**Set task**
Reproduce all of the material below word for word, line by line and in the same order.

══ Data for this task

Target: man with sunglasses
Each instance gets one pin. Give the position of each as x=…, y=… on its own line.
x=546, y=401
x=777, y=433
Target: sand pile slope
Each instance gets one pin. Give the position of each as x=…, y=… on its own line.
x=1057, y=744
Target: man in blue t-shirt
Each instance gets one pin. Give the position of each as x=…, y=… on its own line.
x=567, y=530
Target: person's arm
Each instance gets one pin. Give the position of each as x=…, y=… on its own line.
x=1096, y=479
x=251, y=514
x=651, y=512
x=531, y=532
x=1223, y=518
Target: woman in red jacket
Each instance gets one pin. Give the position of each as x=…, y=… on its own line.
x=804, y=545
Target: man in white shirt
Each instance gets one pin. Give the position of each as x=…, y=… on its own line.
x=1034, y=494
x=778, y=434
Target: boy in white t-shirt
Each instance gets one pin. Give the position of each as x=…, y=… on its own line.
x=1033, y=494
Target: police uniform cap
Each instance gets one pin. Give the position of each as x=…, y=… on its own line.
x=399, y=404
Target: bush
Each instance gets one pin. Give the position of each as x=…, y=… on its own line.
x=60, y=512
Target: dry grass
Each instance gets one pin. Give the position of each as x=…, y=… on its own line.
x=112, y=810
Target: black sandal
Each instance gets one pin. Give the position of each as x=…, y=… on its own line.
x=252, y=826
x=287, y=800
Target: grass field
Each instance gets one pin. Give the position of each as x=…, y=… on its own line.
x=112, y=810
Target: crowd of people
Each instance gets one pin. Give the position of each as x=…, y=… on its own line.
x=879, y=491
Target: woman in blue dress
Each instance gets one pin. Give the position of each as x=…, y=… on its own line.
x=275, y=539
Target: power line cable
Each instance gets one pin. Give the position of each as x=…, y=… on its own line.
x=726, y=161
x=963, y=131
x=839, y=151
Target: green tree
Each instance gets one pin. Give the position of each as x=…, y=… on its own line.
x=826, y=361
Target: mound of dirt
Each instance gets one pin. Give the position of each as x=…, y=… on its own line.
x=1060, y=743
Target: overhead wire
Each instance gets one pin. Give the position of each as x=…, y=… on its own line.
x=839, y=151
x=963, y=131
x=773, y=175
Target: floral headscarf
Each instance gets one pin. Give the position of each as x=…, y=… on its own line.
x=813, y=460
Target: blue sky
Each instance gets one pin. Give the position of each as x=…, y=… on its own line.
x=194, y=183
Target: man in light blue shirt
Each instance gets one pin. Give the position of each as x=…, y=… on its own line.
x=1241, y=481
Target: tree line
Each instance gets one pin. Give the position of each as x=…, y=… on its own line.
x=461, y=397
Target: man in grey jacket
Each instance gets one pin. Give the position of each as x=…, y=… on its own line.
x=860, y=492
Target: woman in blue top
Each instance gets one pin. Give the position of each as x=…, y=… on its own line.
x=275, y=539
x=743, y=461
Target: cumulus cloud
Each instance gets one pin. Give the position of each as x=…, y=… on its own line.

════

**Response for this exercise**
Target: man with sunglasses
Each instance gets one pin. Give the position of each as x=…, y=… on its own line.
x=546, y=401
x=777, y=433
Target: sand pile slope
Each instance gets one pin. Give the position of each as x=…, y=… on its own line.
x=1057, y=744
Target: man in blue t-shirt
Each instance gets one pin. Give the position of each as x=…, y=… on its own line.
x=567, y=530
Target: person's arm
Each instance gets one pin. Give the position of each as x=…, y=… on its own line.
x=1096, y=479
x=251, y=514
x=651, y=512
x=531, y=532
x=1223, y=518
Target: woman in red jacket
Each instance gets one pin. Give the position of each as x=…, y=… on its own line.
x=804, y=545
Target: man in white shirt
Each instance gets one pin. Give the position of each as x=…, y=… on its own line.
x=1034, y=494
x=778, y=434
Target: boy in white t-shirt
Each instance gets one pin. Give the position of each as x=…, y=… on its own line.
x=1033, y=494
Target: police uniform cap
Each instance gets one pin. Give the position of each as x=…, y=… on its own line.
x=399, y=404
Target: bush
Each instance gets one pin. Give the position of each as x=…, y=… on its own line.
x=60, y=512
Target: dry grass
Each instance gets one pin. Give the position of each as x=…, y=… on its own line.
x=112, y=810
Target: black sandal
Each instance gets one pin. Give the position of each as x=…, y=… on its own line.
x=252, y=826
x=287, y=800
Target: grass field
Each instance gets one pin. Give the position of each as x=…, y=… on its own line.
x=112, y=810
Target: crowd of people
Each instance gets one pin. Give the position of each as x=…, y=… on its own line.
x=879, y=491
Target: woman in blue dress
Each instance gets one pin. Give the position of each as x=…, y=… on its own line.
x=275, y=539
Target: power line cable
Each instance gets one pin. Give the position of each as x=…, y=… on its own line.
x=726, y=161
x=963, y=131
x=839, y=151
Target: green tree
Each instance gets one pin. Give the position of each as x=…, y=… on its own line.
x=826, y=361
Target: mound of dirt
Each instance gets one pin. Give the position of each as x=…, y=… on its own line.
x=1060, y=743
Target: overhead wire
Each instance gets one pin. Give the position of each as x=…, y=… on its own line.
x=839, y=151
x=963, y=131
x=773, y=175
Target: floral headscarf
Each instance gets one pin. Give the position of each as x=…, y=… on its own line.
x=813, y=460
Target: blue sky
Each instance gets one pin. Give the position of each as x=…, y=… on its own line.
x=194, y=183
Target: man in light blue shirt
Each instance gets one pin. Give the position of each as x=…, y=… on its own line.
x=1241, y=481
Target: tree line
Each instance gets one pin. Give the position of each as x=…, y=… on its own line.
x=461, y=397
Target: man in grey jacket
Each instance gets one pin. Give the position of each as x=…, y=… on its own line.
x=860, y=492
Target: woman in blue top
Each instance gets one pin. Give the position of each as x=…, y=… on its own line.
x=275, y=539
x=743, y=461
Target: cumulus cloud
Each instance gets one pin. Give the position of each as x=…, y=… on its own line.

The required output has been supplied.